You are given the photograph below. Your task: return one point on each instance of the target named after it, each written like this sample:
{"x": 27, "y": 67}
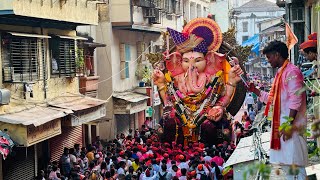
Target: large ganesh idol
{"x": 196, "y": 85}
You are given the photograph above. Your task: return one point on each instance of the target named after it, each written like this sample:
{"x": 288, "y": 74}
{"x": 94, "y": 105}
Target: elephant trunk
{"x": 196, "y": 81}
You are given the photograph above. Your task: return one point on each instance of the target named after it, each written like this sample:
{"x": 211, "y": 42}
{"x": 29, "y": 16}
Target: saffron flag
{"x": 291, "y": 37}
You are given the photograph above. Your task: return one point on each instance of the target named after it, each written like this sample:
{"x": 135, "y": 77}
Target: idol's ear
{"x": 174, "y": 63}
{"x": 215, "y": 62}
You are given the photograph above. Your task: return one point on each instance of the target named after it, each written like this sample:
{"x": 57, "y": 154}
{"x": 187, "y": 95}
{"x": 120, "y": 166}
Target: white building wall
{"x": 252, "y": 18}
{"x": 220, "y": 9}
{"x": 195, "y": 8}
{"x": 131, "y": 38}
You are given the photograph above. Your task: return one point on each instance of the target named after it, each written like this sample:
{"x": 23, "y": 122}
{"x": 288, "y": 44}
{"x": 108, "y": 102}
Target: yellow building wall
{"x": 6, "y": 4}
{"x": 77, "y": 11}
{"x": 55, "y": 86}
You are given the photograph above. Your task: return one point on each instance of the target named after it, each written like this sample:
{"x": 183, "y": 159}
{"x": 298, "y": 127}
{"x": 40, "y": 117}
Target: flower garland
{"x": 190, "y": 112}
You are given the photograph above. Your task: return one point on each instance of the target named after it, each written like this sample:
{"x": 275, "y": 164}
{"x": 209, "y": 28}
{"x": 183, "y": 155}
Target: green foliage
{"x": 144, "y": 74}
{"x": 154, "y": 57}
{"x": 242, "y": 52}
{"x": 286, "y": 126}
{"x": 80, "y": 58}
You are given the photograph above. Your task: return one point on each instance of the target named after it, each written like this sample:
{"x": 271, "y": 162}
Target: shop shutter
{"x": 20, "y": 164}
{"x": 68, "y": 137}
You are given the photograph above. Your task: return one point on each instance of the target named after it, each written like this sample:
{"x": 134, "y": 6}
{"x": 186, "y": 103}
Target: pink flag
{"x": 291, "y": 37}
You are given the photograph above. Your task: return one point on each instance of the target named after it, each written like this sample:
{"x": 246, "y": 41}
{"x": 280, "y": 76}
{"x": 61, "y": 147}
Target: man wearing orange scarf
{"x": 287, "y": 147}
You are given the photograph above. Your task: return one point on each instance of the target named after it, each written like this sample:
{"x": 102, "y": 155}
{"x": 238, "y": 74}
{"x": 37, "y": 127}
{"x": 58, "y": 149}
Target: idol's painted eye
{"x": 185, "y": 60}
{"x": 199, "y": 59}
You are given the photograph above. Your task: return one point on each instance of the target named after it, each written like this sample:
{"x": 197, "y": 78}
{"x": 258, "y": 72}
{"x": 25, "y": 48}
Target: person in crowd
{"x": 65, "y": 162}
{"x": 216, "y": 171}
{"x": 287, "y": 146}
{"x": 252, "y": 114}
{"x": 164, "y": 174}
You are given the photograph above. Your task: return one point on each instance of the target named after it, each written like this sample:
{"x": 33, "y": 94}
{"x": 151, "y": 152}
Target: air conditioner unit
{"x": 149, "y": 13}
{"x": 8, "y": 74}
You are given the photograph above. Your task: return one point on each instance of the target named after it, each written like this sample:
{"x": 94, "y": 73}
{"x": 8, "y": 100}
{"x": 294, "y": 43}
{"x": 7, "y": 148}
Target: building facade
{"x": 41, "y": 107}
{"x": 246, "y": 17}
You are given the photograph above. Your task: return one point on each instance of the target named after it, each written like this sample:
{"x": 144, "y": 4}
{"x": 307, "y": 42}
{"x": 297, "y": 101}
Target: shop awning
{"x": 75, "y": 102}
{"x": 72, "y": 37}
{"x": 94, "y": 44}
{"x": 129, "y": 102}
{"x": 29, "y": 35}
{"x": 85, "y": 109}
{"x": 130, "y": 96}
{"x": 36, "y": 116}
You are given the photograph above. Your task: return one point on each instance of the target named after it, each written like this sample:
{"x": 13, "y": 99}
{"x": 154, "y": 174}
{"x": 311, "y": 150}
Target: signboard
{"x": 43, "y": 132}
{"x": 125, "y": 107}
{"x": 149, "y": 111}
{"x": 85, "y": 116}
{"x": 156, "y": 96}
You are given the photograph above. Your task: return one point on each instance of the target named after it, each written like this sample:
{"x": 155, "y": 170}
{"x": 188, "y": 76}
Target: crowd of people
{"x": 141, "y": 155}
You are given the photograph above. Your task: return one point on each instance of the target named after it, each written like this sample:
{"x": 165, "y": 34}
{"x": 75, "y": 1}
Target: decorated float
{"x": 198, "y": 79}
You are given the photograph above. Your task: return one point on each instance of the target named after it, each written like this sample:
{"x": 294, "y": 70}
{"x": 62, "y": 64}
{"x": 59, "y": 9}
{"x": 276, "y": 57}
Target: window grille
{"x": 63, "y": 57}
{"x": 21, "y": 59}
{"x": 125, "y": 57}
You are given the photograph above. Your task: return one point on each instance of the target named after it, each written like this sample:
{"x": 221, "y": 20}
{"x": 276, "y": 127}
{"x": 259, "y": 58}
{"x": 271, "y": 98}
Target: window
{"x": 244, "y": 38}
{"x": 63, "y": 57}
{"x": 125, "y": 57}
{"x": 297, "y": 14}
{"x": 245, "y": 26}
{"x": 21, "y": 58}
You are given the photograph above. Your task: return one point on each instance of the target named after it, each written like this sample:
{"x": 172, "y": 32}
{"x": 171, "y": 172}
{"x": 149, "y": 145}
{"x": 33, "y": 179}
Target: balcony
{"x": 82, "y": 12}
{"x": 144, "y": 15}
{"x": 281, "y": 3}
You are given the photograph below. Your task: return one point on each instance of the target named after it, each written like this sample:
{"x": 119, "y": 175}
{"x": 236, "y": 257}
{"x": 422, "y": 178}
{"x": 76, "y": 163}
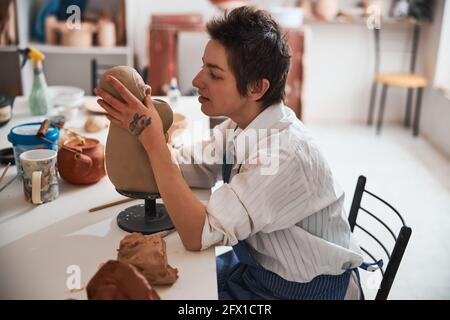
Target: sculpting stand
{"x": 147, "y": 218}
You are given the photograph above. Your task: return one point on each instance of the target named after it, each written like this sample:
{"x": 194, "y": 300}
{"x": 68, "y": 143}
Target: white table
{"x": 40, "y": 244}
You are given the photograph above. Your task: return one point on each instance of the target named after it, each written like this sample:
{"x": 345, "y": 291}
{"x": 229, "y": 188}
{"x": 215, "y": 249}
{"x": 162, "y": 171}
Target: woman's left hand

#### Instructions to follow
Copy out each line exactly, without the pictures.

#### Solution to this problem
You are given the photograph below. Your task: return one point on each instance of the target named after it, each written like this sample:
{"x": 27, "y": 67}
Target: large ganesh idol
{"x": 196, "y": 85}
You are given the photograph above. Your task: return one point on each instance of the target named after it, each written like this sample:
{"x": 288, "y": 74}
{"x": 94, "y": 105}
Target: elephant trunk
{"x": 196, "y": 81}
You are given the photograph above. Your task: return one point on each instance of the target named after it, each written like this sample:
{"x": 211, "y": 42}
{"x": 29, "y": 16}
Target: saffron flag
{"x": 291, "y": 37}
You are given the photograph above. Your task: return one point on each instance of the target named after it, each written like this sample:
{"x": 135, "y": 77}
Target: idol's ear
{"x": 174, "y": 63}
{"x": 215, "y": 62}
You are given the photograph above. Your task: return one point on each instance of the target named after it, each written like this sample:
{"x": 57, "y": 154}
{"x": 187, "y": 95}
{"x": 120, "y": 166}
Target: white building wall
{"x": 252, "y": 18}
{"x": 220, "y": 9}
{"x": 195, "y": 8}
{"x": 131, "y": 38}
You are given the photograph above. Your task: return one point on each instance of the target named after it, each written like this sample:
{"x": 23, "y": 122}
{"x": 288, "y": 44}
{"x": 108, "y": 102}
Target: yellow building wall
{"x": 6, "y": 4}
{"x": 77, "y": 11}
{"x": 55, "y": 86}
You are given the photograph above. Your task: return one point on each instance of the target named after it, each written like this sample:
{"x": 183, "y": 159}
{"x": 298, "y": 127}
{"x": 40, "y": 117}
Target: flower garland
{"x": 190, "y": 112}
You are given the photograph above. Your task: return one point on each instance of the target named after it, each written like this sample:
{"x": 275, "y": 164}
{"x": 209, "y": 28}
{"x": 183, "y": 155}
Target: green foliage
{"x": 144, "y": 74}
{"x": 154, "y": 57}
{"x": 242, "y": 52}
{"x": 286, "y": 126}
{"x": 80, "y": 58}
You are given the photograph above. Your task: return one point on each instance of the target named after it, each written like this sample:
{"x": 271, "y": 162}
Target: shop shutter
{"x": 20, "y": 164}
{"x": 68, "y": 137}
You are given the photograph above. Your task: return one point on each instance of the target named after it, each written like this sample:
{"x": 134, "y": 6}
{"x": 186, "y": 103}
Target: pink flag
{"x": 291, "y": 37}
You are given the photograph above. Your task: return one point on each instance of the target named after it, each written like this sample:
{"x": 246, "y": 41}
{"x": 280, "y": 76}
{"x": 61, "y": 147}
Target: man wearing orange scarf
{"x": 287, "y": 147}
You are given the photograph above. Your task: return one point on each instance of the target named after it, each written like this sample:
{"x": 102, "y": 155}
{"x": 238, "y": 74}
{"x": 37, "y": 127}
{"x": 58, "y": 149}
Target: idol's painted eye
{"x": 185, "y": 60}
{"x": 199, "y": 59}
You are given the photograph above. Your task: return one point on each instance of the target named after it, each written like this sample:
{"x": 197, "y": 78}
{"x": 258, "y": 72}
{"x": 25, "y": 48}
Target: person in crowd
{"x": 65, "y": 162}
{"x": 216, "y": 171}
{"x": 287, "y": 146}
{"x": 252, "y": 114}
{"x": 164, "y": 174}
You are given the photograph above. Your task: return one point on each instance of the target named after it, each written like this sample:
{"x": 33, "y": 94}
{"x": 151, "y": 152}
Target: air conditioner unit
{"x": 149, "y": 13}
{"x": 8, "y": 74}
You are given the photograph above. Your task: return one point on each instance of the target named after it, each written like this sample:
{"x": 94, "y": 73}
{"x": 8, "y": 100}
{"x": 294, "y": 43}
{"x": 7, "y": 148}
Target: building facade
{"x": 41, "y": 107}
{"x": 246, "y": 17}
You are given the photograph above. Your task: return one point on each instance of the target named after it, each written like this sample:
{"x": 144, "y": 4}
{"x": 307, "y": 42}
{"x": 297, "y": 101}
Target: shop awning
{"x": 75, "y": 102}
{"x": 72, "y": 37}
{"x": 94, "y": 44}
{"x": 129, "y": 102}
{"x": 29, "y": 35}
{"x": 85, "y": 109}
{"x": 130, "y": 96}
{"x": 36, "y": 116}
You are given the photograph above. Your task: return one point on each instance of the target named after it, each written like this sample:
{"x": 13, "y": 99}
{"x": 154, "y": 174}
{"x": 311, "y": 150}
Target: signboard
{"x": 43, "y": 132}
{"x": 125, "y": 107}
{"x": 149, "y": 111}
{"x": 85, "y": 116}
{"x": 156, "y": 96}
You are given the photograph above. Your task: return one point on each instance of the target named after it, each written like this sample:
{"x": 155, "y": 170}
{"x": 188, "y": 76}
Target: crowd of people
{"x": 141, "y": 155}
You are given the photograph above. Your task: return one point on each instance of the target named after it, each written like this sample:
{"x": 165, "y": 34}
{"x": 75, "y": 1}
Target: decorated float
{"x": 198, "y": 79}
You are given the photograph above. Your task: return one point on each instance of the target named after it, each written like this sample:
{"x": 294, "y": 70}
{"x": 62, "y": 64}
{"x": 59, "y": 9}
{"x": 276, "y": 57}
Target: window grille
{"x": 63, "y": 57}
{"x": 21, "y": 59}
{"x": 125, "y": 57}
You are given the photograph above. Your task: return one point on each instance of the target named after it, each written like this sample:
{"x": 221, "y": 20}
{"x": 276, "y": 127}
{"x": 259, "y": 58}
{"x": 271, "y": 98}
Target: window
{"x": 244, "y": 38}
{"x": 63, "y": 57}
{"x": 125, "y": 57}
{"x": 297, "y": 14}
{"x": 245, "y": 26}
{"x": 21, "y": 58}
You are given the photograph above. Your task: return one point on each instance of the target named after it, each written like this sample:
{"x": 172, "y": 32}
{"x": 171, "y": 172}
{"x": 149, "y": 145}
{"x": 33, "y": 179}
Target: balcony
{"x": 82, "y": 12}
{"x": 144, "y": 15}
{"x": 281, "y": 3}
You are given the photograph below. Your task: return one point on each instance of the target named after it, each written like this sample:
{"x": 119, "y": 175}
{"x": 236, "y": 257}
{"x": 422, "y": 178}
{"x": 76, "y": 163}
Target: sculpting stand
{"x": 147, "y": 218}
You are given the photograph above. Your task: return one point on each instance of the target named after it, each written like this sample:
{"x": 194, "y": 300}
{"x": 68, "y": 143}
Target: white table
{"x": 40, "y": 244}
You are given the photograph above. Your task: return one point on each instance of the target named after it, each written like this sample:
{"x": 345, "y": 291}
{"x": 229, "y": 188}
{"x": 215, "y": 249}
{"x": 162, "y": 171}
Target: woman's left hand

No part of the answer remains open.